What is required: Repeat the records below exactly, leaving out any pictures.

Extracted records:

=======

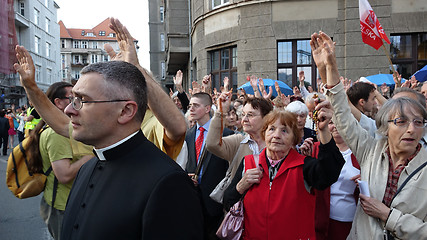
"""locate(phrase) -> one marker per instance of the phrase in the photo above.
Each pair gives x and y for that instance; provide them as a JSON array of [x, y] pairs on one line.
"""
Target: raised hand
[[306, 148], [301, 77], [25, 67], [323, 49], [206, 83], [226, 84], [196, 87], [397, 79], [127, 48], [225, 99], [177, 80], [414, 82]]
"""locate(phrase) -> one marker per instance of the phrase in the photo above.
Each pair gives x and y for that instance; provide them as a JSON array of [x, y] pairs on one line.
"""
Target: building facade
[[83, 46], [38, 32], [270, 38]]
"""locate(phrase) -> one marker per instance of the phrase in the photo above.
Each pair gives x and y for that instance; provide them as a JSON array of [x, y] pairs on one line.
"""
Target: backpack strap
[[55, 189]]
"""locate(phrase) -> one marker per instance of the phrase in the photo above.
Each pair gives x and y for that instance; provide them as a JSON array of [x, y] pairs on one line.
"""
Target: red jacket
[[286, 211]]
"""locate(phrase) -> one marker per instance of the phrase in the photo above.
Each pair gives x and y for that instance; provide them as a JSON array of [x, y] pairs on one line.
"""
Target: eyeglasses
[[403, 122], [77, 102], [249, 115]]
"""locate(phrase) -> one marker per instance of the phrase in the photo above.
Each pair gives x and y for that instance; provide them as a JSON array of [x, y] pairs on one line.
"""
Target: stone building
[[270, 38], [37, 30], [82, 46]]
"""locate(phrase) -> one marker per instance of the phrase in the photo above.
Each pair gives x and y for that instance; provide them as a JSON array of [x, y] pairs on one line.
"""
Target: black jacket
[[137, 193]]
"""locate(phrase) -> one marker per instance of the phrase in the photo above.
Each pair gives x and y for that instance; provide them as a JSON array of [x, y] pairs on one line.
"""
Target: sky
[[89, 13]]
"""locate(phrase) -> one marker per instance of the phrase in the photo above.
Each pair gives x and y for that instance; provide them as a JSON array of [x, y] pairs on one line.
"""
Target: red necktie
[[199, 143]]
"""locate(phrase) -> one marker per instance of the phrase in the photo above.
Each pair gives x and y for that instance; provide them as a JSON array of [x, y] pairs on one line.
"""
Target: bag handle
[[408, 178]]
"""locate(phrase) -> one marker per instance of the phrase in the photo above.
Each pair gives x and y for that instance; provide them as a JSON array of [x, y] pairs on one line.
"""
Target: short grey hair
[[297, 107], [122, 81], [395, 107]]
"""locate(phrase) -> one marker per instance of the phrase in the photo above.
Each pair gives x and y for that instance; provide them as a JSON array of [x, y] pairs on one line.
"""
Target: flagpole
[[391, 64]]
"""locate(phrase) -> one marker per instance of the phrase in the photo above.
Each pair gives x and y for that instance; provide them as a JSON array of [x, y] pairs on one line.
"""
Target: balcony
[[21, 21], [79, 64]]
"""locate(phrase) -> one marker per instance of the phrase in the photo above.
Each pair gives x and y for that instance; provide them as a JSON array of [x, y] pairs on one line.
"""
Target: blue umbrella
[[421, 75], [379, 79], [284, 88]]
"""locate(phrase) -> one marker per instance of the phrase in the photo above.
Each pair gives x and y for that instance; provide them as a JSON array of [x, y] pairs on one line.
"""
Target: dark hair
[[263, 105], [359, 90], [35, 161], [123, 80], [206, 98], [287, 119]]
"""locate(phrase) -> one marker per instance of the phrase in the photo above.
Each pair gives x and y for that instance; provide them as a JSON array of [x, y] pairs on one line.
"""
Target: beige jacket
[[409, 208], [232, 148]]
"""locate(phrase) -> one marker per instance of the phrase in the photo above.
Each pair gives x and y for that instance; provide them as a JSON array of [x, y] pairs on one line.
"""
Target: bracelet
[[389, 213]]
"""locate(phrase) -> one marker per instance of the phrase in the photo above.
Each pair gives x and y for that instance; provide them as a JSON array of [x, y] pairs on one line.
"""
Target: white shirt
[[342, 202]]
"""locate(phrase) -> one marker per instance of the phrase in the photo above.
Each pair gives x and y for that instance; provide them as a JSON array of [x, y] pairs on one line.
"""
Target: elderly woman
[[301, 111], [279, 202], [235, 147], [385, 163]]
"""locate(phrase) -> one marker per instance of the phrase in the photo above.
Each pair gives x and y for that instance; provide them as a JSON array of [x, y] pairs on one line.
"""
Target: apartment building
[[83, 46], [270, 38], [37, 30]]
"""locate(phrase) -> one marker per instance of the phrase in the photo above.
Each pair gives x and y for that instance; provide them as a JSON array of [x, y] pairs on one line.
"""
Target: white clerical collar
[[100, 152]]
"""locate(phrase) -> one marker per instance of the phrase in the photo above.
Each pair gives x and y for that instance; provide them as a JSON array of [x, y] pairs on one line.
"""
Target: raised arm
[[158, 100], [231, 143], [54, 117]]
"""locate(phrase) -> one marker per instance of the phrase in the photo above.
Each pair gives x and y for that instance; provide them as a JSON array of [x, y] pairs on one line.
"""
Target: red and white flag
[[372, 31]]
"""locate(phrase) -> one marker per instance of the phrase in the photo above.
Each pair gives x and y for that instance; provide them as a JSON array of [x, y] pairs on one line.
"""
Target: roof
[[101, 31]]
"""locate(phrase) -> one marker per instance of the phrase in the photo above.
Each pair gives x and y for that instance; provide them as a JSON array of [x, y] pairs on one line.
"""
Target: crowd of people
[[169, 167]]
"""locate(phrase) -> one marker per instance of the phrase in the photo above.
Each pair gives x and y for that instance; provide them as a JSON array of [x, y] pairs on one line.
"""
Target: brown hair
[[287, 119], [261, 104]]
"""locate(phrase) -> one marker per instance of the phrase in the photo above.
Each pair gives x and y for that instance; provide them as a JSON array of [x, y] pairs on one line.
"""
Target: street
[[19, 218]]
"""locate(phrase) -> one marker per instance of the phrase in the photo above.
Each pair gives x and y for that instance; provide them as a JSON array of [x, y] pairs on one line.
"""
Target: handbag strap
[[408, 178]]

=======

Correct response:
"""locate(phrase) -> one marker per instance of the phrase in the photo above.
Each pair gives x and y for that instance; provide them as a JSON array of [x, y] pairs on one line.
"""
Target: raised hand
[[306, 148], [301, 77], [25, 67], [323, 49], [206, 83], [226, 84], [196, 87], [397, 79], [127, 48], [225, 99], [177, 80], [414, 82]]
"""locate(phrase) -> one marker per instance of the phrase in the photo above.
Each pair gives x and y for that instance; provide them as a JSON array of [x, y] pairs on one line.
"""
Target: building facade
[[83, 46], [38, 32], [270, 38]]
"""locate(phrase) -> one marker per instance of the phrase in the photo above.
Each pair gives x and y for that instance; provide them as a JSON array of [x, y] pairs on one line.
"""
Target: backpack strap
[[55, 189]]
"""locate(phrase) -> one marker per instance of the phrase in the photo above.
Each pair gives x and y for that instance; provide them as a JSON array of [x, y] pairs on one line.
"""
Target: red jacket
[[286, 211]]
"""locate(phrase) -> one marker per instance of the phrase in the photo above.
Each pair gives x and y for that instance; provide them as a JSON array of [x, y] pairs on one line.
"""
Target: eyeglasses
[[403, 122], [77, 102], [249, 115]]
"""locate(phrase) -> one marker per instance of the phrase in the photo above.
Each pair gives x and y for that instance; provide them as a JSON array of [x, y] pairs on one line.
"""
Target: stone building
[[270, 38], [37, 30], [82, 46]]
"""locate(phrase) -> one marker per instance of the phrase in the photo above.
Each pair gives x and y for that instance; provide them as a JSON array of [x, y] pairs on one line.
"""
Target: black jacket
[[137, 193]]
"""locate(phrase) -> one marker per instance of the phrase in the photo above.
Each pair gives x and y for that instance; provide them as a JSON array of [x, y] pairs on one line.
"""
Target: sky
[[89, 13]]
"""locate(phrase) -> one marker per instance of the phrase in the photo above.
Each pair gives x and y for that instance; provide them as a JSON array of [x, y] pairs on one line.
"""
Target: red necktie
[[199, 143]]
"""locate(phrase) -> one marker per instance of the phrase in the photo above.
Each pair gives x and y for that instance; provide them as a JSON array of [x, y] pairs on one line.
"""
Target: bag handle
[[408, 178]]
"""locate(phrase) -> one marker per instance of the phrase in the photo above.
Each pair gives x and y for that instance; provide them as a JSON array of [x, y] pairs on one line.
"""
Target: short grey hair
[[297, 107], [122, 81], [395, 107]]
"""locate(phrase) -> one marker per instance of the phrase in the photo above.
Each pair gives x and y for that instance; provide them as a JSON array of [x, y] pairs on one line.
"""
Target: flagpole
[[391, 64]]
"""locate(phrase) -> one marker per instance of the phrase in the photo above.
Each pair gives x and y for that instance; provide them as a JSON array of [x, y] pairs on one line.
"""
Target: balcony
[[21, 21], [79, 64]]
"""locate(phrase) -> one marker per instance of the phrase in the photo above.
Each pair gives x and y for that instance; provide them as a JSON array of [x, y] pairs on one line.
"""
Target: blue umbrella
[[421, 75], [379, 79], [284, 88]]
"""locate(phrase) -> one marker per instance of the phrase in the photo above.
Each pair gives x and y for that instance; provide them as a JSON array of [x, y] pairs on one line.
"""
Target: dark hair
[[263, 105], [359, 90], [35, 161], [123, 80], [206, 98], [287, 119]]
"""locate(phrase) -> one marker per instance of the phrase in the photo above.
Each pair gives x and y for that instance; provide them as a JSON array of [x, y] pairs on one line.
"""
Target: beige jacket
[[409, 208], [232, 148]]
"""locate(phrase) -> one marker per instance of the phrase in the photo above.
Each pair gives x and y for that instance; provide them as a JSON array of [x, y] pairs on one line.
"""
Target: bracelet
[[389, 213]]
"""locate(phrase) -> one marker per instance of the phrase in the photo above.
Each pair gives x and y for that instance; provide them as a JSON array of [x, y] pairs on one line.
"""
Target: white shirt
[[342, 202]]
"""locate(phrase) -> one marker per instance of the phrase in the photo above.
Each pair gives x and y for that instance; provide them as a JSON array of [x, y] pairs on one line.
"""
Target: elderly woman
[[301, 111], [279, 202], [235, 147], [385, 163]]
"""locate(phrase) -> one marker per instance of the phrase in the photo above.
Each pair gives x and y for that instance; provide them as a JSON array of [x, y] pairs on one line.
"""
Target: apartment building
[[83, 46], [270, 38], [37, 30]]
"""locate(phrase) -> one marker per instance of the phrase in the photo above.
Each pair gives x and y for that instance; provide them as a JSON array of [x, y] pairs on one line.
"""
Target: white clerical collar
[[100, 152]]
"""locate(phrase) -> one marker per instance of the phrase in the photo above.
Each pair gives x and y for that instance; provide them as a JSON array of [x, y] pairs on one line.
"""
Target: raised arm
[[158, 100], [231, 143], [54, 117]]
"""locate(phrase) -> one marker per instance of the phrase in the photo above.
Each pair gives x and y for that instance; provide them as a JSON array of [x, y] pairs on one line.
"""
Target: red and white flag
[[372, 31]]
"""locate(phrase) -> one marker per instance of the phrase in the photo above.
Each pair gives x and y for that instance; provide them as a JSON array of [x, y] pairs on one line.
"""
Target: roof
[[101, 31]]
"""locate(phrase) -> one marker per instance of the phrase in the photo above.
Each pair gives x and y for that instance; provide them as a JSON array of [x, y] pairs on one line.
"""
Target: crowd of people
[[169, 167]]
"""locate(phrase) -> one marker per instance of the phrase in the photo above.
Each pair gives x and y for that instance; provide them as a JSON array of [x, y] pairs on one line.
"""
Target: brown hair
[[287, 119], [261, 104]]
"""locate(phrase) -> one marker per instance of the phrase in the photo above.
Each pair gives x and y for that instance; provide them as a JSON array of [x, y] pairs on one line.
"""
Target: street
[[19, 218]]
"""locate(phrase) -> one marker per instance of the phrase in the photo above.
Each pair gives x and y for that instance; provide them as a JSON array of [x, y] pairs on one line.
"""
Target: handbag strap
[[408, 178]]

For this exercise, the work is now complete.